BEGIN GIVEN DATA
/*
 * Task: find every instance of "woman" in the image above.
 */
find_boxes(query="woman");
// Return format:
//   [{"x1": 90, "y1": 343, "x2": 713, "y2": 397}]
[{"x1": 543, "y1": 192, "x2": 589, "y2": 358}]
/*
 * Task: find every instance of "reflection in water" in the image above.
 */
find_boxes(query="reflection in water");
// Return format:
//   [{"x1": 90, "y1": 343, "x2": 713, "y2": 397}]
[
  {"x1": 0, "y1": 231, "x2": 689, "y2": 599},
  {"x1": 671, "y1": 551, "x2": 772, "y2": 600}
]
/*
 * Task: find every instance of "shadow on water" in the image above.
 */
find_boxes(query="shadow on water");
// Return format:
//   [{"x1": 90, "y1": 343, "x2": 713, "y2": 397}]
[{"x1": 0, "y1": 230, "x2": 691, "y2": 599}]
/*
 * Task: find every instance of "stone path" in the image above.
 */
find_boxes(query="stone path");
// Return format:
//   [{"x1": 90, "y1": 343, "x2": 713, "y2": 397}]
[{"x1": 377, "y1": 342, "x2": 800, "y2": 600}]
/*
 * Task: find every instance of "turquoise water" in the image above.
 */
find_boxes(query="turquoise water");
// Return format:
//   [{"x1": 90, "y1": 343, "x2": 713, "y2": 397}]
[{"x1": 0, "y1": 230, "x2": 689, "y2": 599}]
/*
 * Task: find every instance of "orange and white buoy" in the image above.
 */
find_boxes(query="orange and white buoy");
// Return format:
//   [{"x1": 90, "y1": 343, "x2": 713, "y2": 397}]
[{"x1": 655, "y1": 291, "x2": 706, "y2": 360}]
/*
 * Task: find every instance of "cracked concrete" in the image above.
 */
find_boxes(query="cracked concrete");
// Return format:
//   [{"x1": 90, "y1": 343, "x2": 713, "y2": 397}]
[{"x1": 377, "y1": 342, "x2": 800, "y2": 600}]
END GIVEN DATA
PROMPT —
Each record above should be reproduced in full, exactly as it stands.

ANSWER —
/*
 * Task: find every instance of "woman" in the image above.
 */
find_boxes(query="woman");
// Return format:
//   [{"x1": 90, "y1": 343, "x2": 713, "y2": 397}]
[{"x1": 543, "y1": 192, "x2": 589, "y2": 358}]
/*
 * Task: find every instance of "reflection in water" in the image above.
 */
find_boxes(query="reflection in water");
// Return format:
//   [{"x1": 90, "y1": 343, "x2": 713, "y2": 397}]
[
  {"x1": 0, "y1": 231, "x2": 689, "y2": 599},
  {"x1": 671, "y1": 551, "x2": 772, "y2": 600}
]
/*
 * Task: find every instance of "shadow on water" in the image above.
 */
find_boxes(query="shadow on water");
// Return format:
//   [{"x1": 90, "y1": 343, "x2": 713, "y2": 397}]
[{"x1": 0, "y1": 230, "x2": 691, "y2": 599}]
/*
 * Task: find every instance of "stone path" in the image above.
 */
find_boxes(query="stone path");
// Return format:
//   [{"x1": 90, "y1": 343, "x2": 713, "y2": 397}]
[{"x1": 377, "y1": 342, "x2": 800, "y2": 600}]
/*
 * Task: find every instance of "turquoise water" in the image above.
 */
find_boxes(query="turquoise water");
// Return format:
//   [{"x1": 90, "y1": 343, "x2": 713, "y2": 397}]
[{"x1": 0, "y1": 230, "x2": 689, "y2": 599}]
/*
 * Task: find every instance of "orange and white buoy" in the image above.
 */
find_boxes(query="orange and white buoy");
// Return format:
//   [{"x1": 90, "y1": 343, "x2": 713, "y2": 397}]
[{"x1": 655, "y1": 291, "x2": 706, "y2": 360}]
/*
 * Task: find every instance of "cracked concrete" in the image above.
 */
find_boxes(query="cracked concrete");
// Return format:
//   [{"x1": 90, "y1": 343, "x2": 713, "y2": 397}]
[{"x1": 377, "y1": 342, "x2": 800, "y2": 600}]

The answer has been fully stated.